[SELECTED EXTRACT]
+--

Propaganda in many of these instances takes on the broader implication of the definition. In the sense that propaganda is an overtly political technique that seeks to persuade others to a certain point of view is the direction this page takes. While some of the references made may have multiple angles to them, this page focuses on a single part of the intent behind them, showing the propaganda messages employed in the Mexican–American War by Americans who either supported or opposed the war.


The problem of slavery would eventually be a major factor in the American Civil War, but in the immediate aftermath of the War of 1812 it became a controversial but manageable topic with important agreements such as the Compromise of 1820. However, as the territorial boundary of the United States continued to push westward and restless settlers fanned across the land this issue began to heat up.

The rebellion of Texas and its corresponding entrance into the United States set off a clash with Mexico. The problem with Texas joining the United States from the U.S. point of view was adding yet another slave territory, but for Mexico it was the contention over Texas’ independence from Mexico in the first place. President Polk, an avid expansionist, moved troops in the disputed border regions and as Mexico did as well, border clashes resulted in a war which would see propaganda from pro-war advocates and anti-war advocates and show the cracks in the union which would result in Civil war in another 14 years from the start of the Mexican–American War.

+--

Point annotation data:
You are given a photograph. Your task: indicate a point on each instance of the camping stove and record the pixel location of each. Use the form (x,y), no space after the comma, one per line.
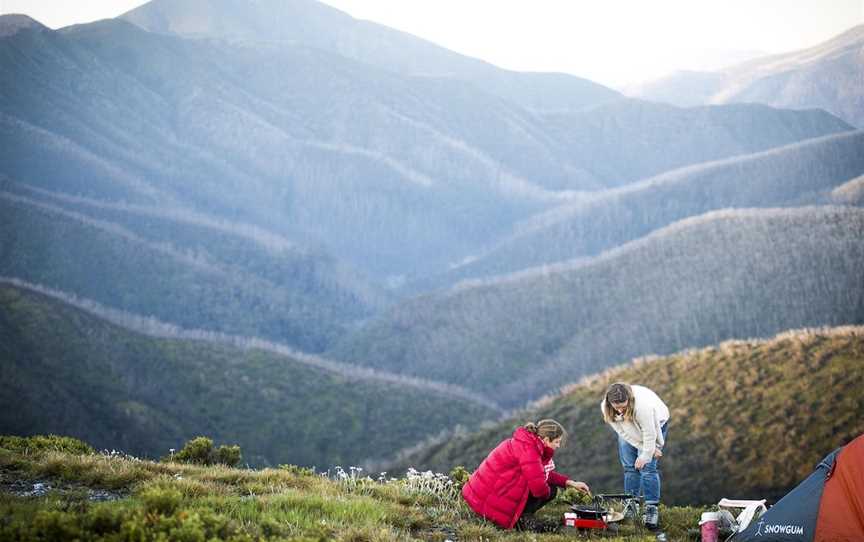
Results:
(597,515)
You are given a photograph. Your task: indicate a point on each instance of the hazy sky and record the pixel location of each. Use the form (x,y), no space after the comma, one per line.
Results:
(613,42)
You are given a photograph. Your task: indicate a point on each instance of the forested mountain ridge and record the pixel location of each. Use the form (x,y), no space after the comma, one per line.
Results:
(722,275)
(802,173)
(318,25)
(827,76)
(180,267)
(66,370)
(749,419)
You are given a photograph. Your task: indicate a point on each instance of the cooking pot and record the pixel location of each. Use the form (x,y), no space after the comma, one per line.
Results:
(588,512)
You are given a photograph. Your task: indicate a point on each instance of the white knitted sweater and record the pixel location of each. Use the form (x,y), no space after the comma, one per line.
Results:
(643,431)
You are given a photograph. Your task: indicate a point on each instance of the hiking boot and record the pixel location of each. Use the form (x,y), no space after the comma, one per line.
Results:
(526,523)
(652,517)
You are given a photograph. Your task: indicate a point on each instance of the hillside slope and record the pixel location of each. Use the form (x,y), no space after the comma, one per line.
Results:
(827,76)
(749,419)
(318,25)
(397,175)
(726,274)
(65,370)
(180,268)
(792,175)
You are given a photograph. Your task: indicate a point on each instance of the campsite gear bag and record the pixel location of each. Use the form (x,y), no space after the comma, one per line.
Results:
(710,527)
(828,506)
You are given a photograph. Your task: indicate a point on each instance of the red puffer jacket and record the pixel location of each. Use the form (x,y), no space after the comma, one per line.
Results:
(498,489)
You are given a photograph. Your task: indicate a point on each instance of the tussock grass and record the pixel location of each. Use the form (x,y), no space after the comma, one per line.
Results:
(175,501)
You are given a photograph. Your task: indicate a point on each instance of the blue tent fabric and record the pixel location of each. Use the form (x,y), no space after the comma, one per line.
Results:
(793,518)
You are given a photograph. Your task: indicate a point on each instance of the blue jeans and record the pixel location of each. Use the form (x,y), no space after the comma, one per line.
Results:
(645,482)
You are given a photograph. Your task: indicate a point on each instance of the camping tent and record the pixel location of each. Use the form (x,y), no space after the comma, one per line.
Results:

+--

[INSTRUCTION 1] In the text on Mexican–American War propaganda, which agreement is named as helping keep slavery a manageable topic after the War of 1812?
[INSTRUCTION 2] Pick out every line in the rows that contains the string "tent". Case counts.

[EXPECTED OUTPUT 1] The Compromise of 1820.

[EXPECTED OUTPUT 2]
You are given a photograph. Your task: indicate a point on each instance of the blue tent fabric and record the pixel location of each. Use the form (x,y), no space after the comma, one per line.
You are given a photograph. Your task: indicate a point on each instance of the camping tent and record the pixel location of each. Use the form (x,y), no space after the comma, one per line.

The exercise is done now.